(Excerpts from point annotation data)
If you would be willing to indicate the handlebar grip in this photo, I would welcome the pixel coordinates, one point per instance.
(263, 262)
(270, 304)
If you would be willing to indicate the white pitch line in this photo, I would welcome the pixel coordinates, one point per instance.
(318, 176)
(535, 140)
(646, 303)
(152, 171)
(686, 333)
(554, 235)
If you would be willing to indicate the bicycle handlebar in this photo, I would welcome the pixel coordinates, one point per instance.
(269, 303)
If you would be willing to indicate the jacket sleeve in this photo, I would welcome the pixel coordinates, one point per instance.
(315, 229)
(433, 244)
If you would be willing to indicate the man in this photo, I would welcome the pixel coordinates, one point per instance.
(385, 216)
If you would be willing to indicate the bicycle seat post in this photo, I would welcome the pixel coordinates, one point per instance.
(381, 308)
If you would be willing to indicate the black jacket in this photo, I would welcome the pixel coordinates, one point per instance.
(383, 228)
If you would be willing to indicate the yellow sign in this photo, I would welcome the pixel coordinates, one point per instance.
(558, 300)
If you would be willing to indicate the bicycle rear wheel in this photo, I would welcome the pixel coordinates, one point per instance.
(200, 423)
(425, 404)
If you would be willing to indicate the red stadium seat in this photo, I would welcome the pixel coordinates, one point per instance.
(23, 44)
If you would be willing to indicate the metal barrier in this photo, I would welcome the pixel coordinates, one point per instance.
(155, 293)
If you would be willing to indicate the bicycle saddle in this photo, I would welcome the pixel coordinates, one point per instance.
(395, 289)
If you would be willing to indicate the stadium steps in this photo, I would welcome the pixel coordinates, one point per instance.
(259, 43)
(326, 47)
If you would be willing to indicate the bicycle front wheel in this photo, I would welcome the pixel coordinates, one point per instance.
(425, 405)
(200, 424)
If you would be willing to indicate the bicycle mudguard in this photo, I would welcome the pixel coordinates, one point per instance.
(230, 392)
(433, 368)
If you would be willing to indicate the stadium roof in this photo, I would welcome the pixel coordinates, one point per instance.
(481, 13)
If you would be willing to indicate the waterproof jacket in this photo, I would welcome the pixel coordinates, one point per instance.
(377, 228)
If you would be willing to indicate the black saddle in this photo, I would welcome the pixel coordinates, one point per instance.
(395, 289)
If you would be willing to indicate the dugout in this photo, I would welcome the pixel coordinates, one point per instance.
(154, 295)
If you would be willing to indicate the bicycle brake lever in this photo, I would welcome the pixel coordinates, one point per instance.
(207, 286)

__Set task__
Rewrite the records above, starting with the line containing "If you would be willing to indicate the black saddle" and continuing through the end, with every request kept as is and every pixel coordinate in the answers multiplied by 1.4 and rounded to a whole number, halves up. Give only those lines.

__Solved problem__
If you would be willing to indicate the black saddle in this photo, I would welcome the pixel coordinates, one point per instance.
(553, 405)
If you would be willing to indicate the dugout in this photo, I would welcome the pixel coordinates, one point per instance.
(216, 413)
If you would be willing to indicate the bicycle brake lever in this photo, I would welcome the pixel coordinates, one point per instance.
(290, 400)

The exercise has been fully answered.